■ Texte du document ■
==========

En dernière instance, on rappellera la contribution déterminante
de ces ONG dans la promotion de la ‘’démocratie’’ et par ce
biais, dans la réussite des premières révolutions colorées en
Géorgie (2003), en Ukraine (2004) et au Kirghizstan (2005) –
dont une conséquence majeure a été d’ébrécher l’autorité russe
(et ses intérêts) en Asie centrale.
De ce point de vue, on peut comprendre les
critiques sans cesse réitérées de V. Poutine à l’égard de
certaines ONG au comportement douteux et financées de
l’étranger, utilisées par Washington comme moyens
d’ingérence dans la
vie politique interne des Etats de la zone post-communiste et
au-delà, comme catalyseurs des révolutions libérales. Par leur
intermédiaire, l’immuable Brzezinski a été particulièrement
actif en Tchétchénie – via son ‘’Comité américain pour la paix
en Tchétchénie’’ (American Committee for Peace in Chechnya),
installé dans les locaux de Freedom House (!) et en fait,
destiné au soutien informel des indépendantistes tchéchènes.
Ironie de l’histoire, c’est justement une seconde révolution -
début avril 2010 - qui a renversé Bakiev dont le régime a été
accusé de dérive autoritaire et de corruption généralisée.
La
position russe
Aujourd’hui, une question majeure concerne
la pertinence d’une
intervention militaire russe pour - définitivement - stabiliser
le pays et par ce biais, éviter une déstabilisation plus globale
de la zone centre-asiatique. Dans les années 90, la Russie était
déjà intervenue dans la région pour calmer les tensions
ethno-nationalistes mais très vite, elle s’est laissée enfermée
dans un conflit sanglant et surtout, elle a été accusée par les
belligérants de nourrir la discorde pour justifier son action
militaire. L’administration russe ne veut plus revivre un tel
cauchemar.
Dans le contexte actuel de la retombée des
tensions au Kirghizstan, l’hypothèse sur l’éventualité d’une
action russe doit tenir compte de trois paramètres. D’abord
Moscou a, jusqu’à présent, refusé d’intervenir en raison du
‘’syndrome géorgien’’ de l’été 2008 et de l’hostilité de
l’opinion publique internationale qualifiant alors la réponse
russe à l’agression de l’armée géorgienne de
‘’disproportionnée’’. Lors de sa visite du 5 juillet 2010 à
Tbilissi, la secrétaire d’Etat américaine, H. Clinton a de
nouveau condamné ‘’l'invasion
et l'occupation de la Géorgie’’ par l’armée russe[x].

==========

■ Données fournies ■
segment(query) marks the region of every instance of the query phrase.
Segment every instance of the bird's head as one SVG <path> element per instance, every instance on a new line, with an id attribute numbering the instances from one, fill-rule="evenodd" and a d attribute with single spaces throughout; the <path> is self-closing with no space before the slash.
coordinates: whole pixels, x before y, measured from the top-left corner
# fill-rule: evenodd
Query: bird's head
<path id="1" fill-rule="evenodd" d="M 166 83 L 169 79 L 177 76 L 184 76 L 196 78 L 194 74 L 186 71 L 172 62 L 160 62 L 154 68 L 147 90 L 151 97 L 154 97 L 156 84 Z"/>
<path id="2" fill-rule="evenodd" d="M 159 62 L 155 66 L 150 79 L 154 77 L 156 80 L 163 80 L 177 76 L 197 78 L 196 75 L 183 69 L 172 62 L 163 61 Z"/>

==========

■ Tâche demandée A ■
Recopiez le passage du texte sur l'Asie centrale qui commence aux mots "Dans le contexte" et s'arrête après "par l’armée russe[x].".
■ Tâche demandée B ■
Présentez toutes les lignes des enregistrements sous forme de tableau Markdown à deux colonnes, N° et Ligne, sans les lignes vides.
Le texte sur l'Asie centrale et les enregistrements n'ont aucun lien entre eux.

■ Réponse rédigée A ■
Dans le contexte actuel de la retombée des
tensions au Kirghizstan, l’hypothèse sur l’éventualité d’une
action russe doit tenir compte de trois paramètres. D’abord
Moscou a, jusqu’à présent, refusé d’intervenir en raison du
‘’syndrome géorgien’’ de l’été 2008 et de l’hostilité de
l’opinion publique internationale qualifiant alors la réponse
russe à l’agression de l’armée géorgienne de
‘’disproportionnée’’. Lors de sa visite du 5 juillet 2010 à
Tbilissi, la secrétaire d’Etat américaine, H. Clinton a de
nouveau condamné ‘’l'invasion
et l'occupation de la Géorgie’’ par l’armée russe[x].

■ Réponse rédigée B ■
| N° | Ligne |
|---|---|
| 1 | segment(query) marks the region of every instance of the query phrase. |
| 2 | Segment every instance of the bird's head as one SVG <path> element per instance, every instance on a new line, with an id attribute numbering the instances from one, fill-rule="evenodd" and a d attribute with single spaces throughout; the <path> is self-closing with no space before the slash. |
| 3 | coordinates: whole pixels, x before y, measured from the top-left corner |
| 4 | # fill-rule: evenodd |
| 5 | Query: bird's head |
| 6 | <path id="1" fill-rule="evenodd" d="M 166 83 L 169 79 L 177 76 L 184 76 L 196 78 L 194 74 L 186 71 L 172 62 L 160 62 L 154 68 L 147 90 L 151 97 L 154 97 L 156 84 Z"/> |
| 7 | <path id="2" fill-rule="evenodd" d="M 159 62 L 155 66 L 150 79 L 154 77 L 156 80 L 163 80 L 177 76 L 197 78 L 196 75 L 183 69 L 172 62 L 163 61 Z"/> |